Note this solution will only work for pins that are not connected in the schematic and imported by netlist. It will not work for footprints created in PcbNew without a matching schematic symbol…
WARNING: my performance optimizations to rule checking last night had a catastrophic error. Don’t expect anything useful out of last night’s nightly if you use rules…
[Edit: I have pushed a fix if you build your own…]
I am design a board with some options to assembly the power regulation (linear or switching). To save board space and force only one to assembly, I am using one footprint over other in the board region.
Is it possible to use a rule to disable the courtyard check for one specific component?
I am also using hierarchical page design and thinking.
Is it possible to propagate a rule to all different instances of one part in each hierarchical sheet / group? (I imaged that not, but just to hear some discussion/possibility).
In case of re-annotation / change of reference values of some.
May I need to be concern if this part compose some rule declaration? Os is there some update procedure such the ${foo:REFERENCE} variables.
I’m not sure about the courtyard question, @JeffYoung?
Not directly (this is somewhat related to the Rooms feature planned for V7). I think the only way to do this in V6 would be to use special symbol fields unless Jeff can think of another.

● ● ● ● ● ● ●

_Exercise instructions:_
A. Quote every sentence in the forum discussion on PCB design rules that ends with a question mark.
B. Reproduce the passage of the forum discussion on PCB design rules that starts with "I am also using" and goes on through "values of some.", without altering any wording.
C. Extend the forum discussion on PCB design rules with further text that follows on from its final sentence.

● ● ● ● ● ● ●

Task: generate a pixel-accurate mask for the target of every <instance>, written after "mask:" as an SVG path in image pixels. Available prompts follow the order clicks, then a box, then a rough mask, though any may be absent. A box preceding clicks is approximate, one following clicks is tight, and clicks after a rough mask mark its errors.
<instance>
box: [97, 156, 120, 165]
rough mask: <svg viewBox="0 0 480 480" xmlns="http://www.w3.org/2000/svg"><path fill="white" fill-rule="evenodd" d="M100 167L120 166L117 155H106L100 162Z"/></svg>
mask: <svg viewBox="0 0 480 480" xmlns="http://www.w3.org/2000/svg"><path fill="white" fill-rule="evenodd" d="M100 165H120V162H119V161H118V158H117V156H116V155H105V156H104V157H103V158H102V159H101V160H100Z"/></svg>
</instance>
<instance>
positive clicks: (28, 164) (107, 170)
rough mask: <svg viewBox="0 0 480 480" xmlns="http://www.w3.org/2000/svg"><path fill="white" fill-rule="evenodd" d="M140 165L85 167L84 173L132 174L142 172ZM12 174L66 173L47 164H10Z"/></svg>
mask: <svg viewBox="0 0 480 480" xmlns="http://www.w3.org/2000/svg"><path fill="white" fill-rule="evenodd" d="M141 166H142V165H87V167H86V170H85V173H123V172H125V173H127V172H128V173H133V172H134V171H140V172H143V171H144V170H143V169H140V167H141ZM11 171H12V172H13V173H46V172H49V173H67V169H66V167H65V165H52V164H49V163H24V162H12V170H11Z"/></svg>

● ● ● ● ● ● ●

_Answers for each item:_
A.
Is it possible to use a rule to disable the courtyard check for one specific component?
Is it possible to propagate a rule to all different instances of one part in each hierarchical sheet / group?
May I need to be concern if this part compose some rule declaration?
I’m not sure about the courtyard question, @JeffYoung?

B.
I am also using hierarchical page design and thinking.
Is it possible to propagate a rule to all different instances of one part in each hierarchical sheet / group? (I imaged that not, but just to hear some discussion/possibility).
In case of re-annotation / change of reference values of some.

C.
Yes you need to be concerned about this, there is no automatic way to update if you have a rule referencing U10 and you reannotate it to U20. Then again, this has also been my experience with commercial tools If you like to reannotate parts after you start layout, I recommend not writing rules that use part references personally (there is usually another way)
I want to put a progressive track-to-* clearance restriction with exception of the next voltage point (e.g. v0+ to v1+, that have a lesser voltage diference). The aggravating situation if that I use few of this circuits inside hierarchical blocks. So, the rules that I designed use * operator and are:
@JeffYoung it great to see new rule-based DRC. Way back we discussed BGA escape routing. I am not clear on this in the new rule-based system. Is it possible to have an area around a BGA with one set of rules, and then another set outside that area? For instance, traces at 3/3 under a BGA, then 3/5 outside the BGA area.
Yes. We renamed “keepouts” to “rule areas” in 5.99 precisely for situations like this: you can now create a rule area, give it a name, and reference it in DRC rules (those rules don’t necessarily have to be keepout rules)
Basically it should work (at least according to my personal logical intuition) but it doesn’t.
EDIT: not allowing overlap for two copper items of different nets makes sense. But it should be possible for copper/edge. Maybe a new keyword for edge_clearance, for example ‘allow_overlap’ or ‘ignore’ or ‘none’?
Basically what you are asking for is to create conditions where some checks are completely disabled. This is useful for a number of scenarios but I think is not yet possible.
For 6.0 your best bet will be to mark these violations as ignored, I think.
Unfortunately it also means I can’t conveniently route castellated pads. This can be very counterproductive. One castellated edge can have tens of pads and each one has to be routed using highlight collisions mode.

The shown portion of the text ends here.